#### Document section

Re: [RFC][PATCH 7/7] cpufreq: intel_pstate: Change P-state selection algorithm for Core

From: Rafael J. Wysocki
Date: Sat Aug 06 2016 - 17:43:43 EST


On Wednesday, August 03, 2016 11:53:23 PM Doug Smythies wrote:
> On 2016.08.03 21:19 Doug Smythies wrote:
>
> Re-sending without the previously attached graph.
>
> Hi Rafael,
>
> Hope this feedback and test results help.
>
> On 2016.07.31 16:49 Rafael J. Wysocki wrote:
>
> > The PID-base P-state selection algorithm used by intel_pstate for
> > Core processors is based on very weak foundations.
>
> Agree, very very much.
>
> ...[cut]...
>
> > Consequently, the only viable way to fix that is to replace the
> > erroneous algorithm entirely with a better one.
>
> Agree, very very much.
>
> > To that end, notice that setting the P-state proportional to the
> > actual CPU utilization (measured with the help of MPERF and TSC)
> > generally leads to reasonable behavior, but it does not reflect
> > the "performance boosting" nature of the current P-state
> > selection algorithm. It may be made more similar to that
> > algorithm, though, by adding iowait boosting to it.
>
> Which is good and does help a lot for the IO case, but issues
> remain for the compute case.
>
> ...[cut]...
>
> > +static inline int32_t get_target_pstate_default(struct cpudata *cpu)
> > +{
> > + struct sample *sample = &cpu->sample;
> > + int32_t busy_frac;
> > + int pstate;
> > +
> > + busy_frac = div_fp(sample->mperf, sample->tsc);
> > + sample->busy_scaled = busy_frac * 100;
> > +
> > + if (busy_frac < cpu->iowait_boost)
> > + busy_frac = cpu->iowait_boost;
> > +
> > + cpu->iowait_boost >>= 1;
> > +
> > + pstate = cpu->pstate.turbo_pstate;
> > + return fp_toint((pstate + (pstate >> 2)) * busy_frac);
> > +}
> > +
>
> The response curve is not normalized on the lower end to the minimum
> pstate for the processor, meaning the overall response will vary
> between processors as a function of minimum pstate.

But that's OK IMO.

Mapping busy_frac = 0 to the minimum P-state would over-provision workloads
with small values of busy_frac.

> The clamping at maximum pstate at about 80% load seems at little high
> to me. Work I have done in various attempts to bring back the use of actual load
> has always ended up achieving maximum pstate before 80% load for best results.
> Even the get_target_pstate_cpu_load people reach the max pstate faster, and they
> are more about energy than performance.
> What was the criteria for the decision here? Are test results available for review
> and/or duplication by others?

This follows the coefficient used by the schedutil governor, but then the
metric is different, so quite possibly a different value may work better here.

We'll test other values before applying this for sure. :-)

>
> Several tests were done with this patch set.
> The patch set would not apply to kernel 4.7, but did apply fine to a 4.7+ kernel
> (I did as of 7a66ecf) from a few days ago.

########
#### Extracted records

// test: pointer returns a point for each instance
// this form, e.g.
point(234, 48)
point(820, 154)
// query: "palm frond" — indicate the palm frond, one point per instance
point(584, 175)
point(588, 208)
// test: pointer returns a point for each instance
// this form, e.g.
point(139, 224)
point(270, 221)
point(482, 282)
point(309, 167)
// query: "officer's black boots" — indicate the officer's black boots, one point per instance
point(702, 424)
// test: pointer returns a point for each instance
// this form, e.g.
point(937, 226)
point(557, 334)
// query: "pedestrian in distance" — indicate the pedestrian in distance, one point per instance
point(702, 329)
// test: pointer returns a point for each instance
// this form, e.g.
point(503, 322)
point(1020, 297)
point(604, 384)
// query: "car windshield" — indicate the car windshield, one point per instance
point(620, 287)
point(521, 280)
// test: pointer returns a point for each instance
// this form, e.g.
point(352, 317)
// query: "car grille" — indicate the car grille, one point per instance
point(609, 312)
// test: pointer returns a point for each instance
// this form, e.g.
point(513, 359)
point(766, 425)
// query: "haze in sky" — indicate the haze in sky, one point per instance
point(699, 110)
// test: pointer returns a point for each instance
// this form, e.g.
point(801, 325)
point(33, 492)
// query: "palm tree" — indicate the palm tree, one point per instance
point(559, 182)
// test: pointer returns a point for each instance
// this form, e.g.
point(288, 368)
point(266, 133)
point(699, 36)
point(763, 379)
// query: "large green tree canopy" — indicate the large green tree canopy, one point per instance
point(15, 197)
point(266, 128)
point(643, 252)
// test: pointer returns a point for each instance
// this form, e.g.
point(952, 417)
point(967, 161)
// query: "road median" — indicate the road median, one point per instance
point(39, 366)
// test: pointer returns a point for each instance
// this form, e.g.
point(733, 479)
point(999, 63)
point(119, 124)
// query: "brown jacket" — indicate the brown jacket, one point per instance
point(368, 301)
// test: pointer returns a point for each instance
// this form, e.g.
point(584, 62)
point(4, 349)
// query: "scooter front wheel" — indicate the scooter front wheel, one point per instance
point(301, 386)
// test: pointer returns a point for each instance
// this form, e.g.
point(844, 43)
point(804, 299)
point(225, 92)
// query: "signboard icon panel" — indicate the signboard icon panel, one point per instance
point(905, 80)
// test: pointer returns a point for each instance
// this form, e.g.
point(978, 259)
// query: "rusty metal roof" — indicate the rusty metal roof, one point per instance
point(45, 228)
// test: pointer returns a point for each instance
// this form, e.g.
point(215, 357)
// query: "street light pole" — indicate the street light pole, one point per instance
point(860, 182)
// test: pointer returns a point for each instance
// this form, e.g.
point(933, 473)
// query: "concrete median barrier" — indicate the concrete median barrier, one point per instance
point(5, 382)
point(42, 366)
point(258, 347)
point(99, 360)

########

To-do list:
• a. In the intel_pstate thread, what does Rafael say the coefficient for clamping at the maximum P-state is based on?
• b. Transcribe part of the intel_pstate thread, beginning at the words "From: Rafael J." and stopping after "previously attached graph.".
The listing has no role in this exercise.

Answers for this exercise:
• a. It follows the coefficient used by the schedutil governor.

• b.
From: Rafael J. Wysocki
Date: Sat Aug 06 2016 - 17:43:43 EST


On Wednesday, August 03, 2016 11:53:23 PM Doug Smythies wrote:
> On 2016.08.03 21:19 Doug Smythies wrote:
>
> Re-sending without the previously attached graph.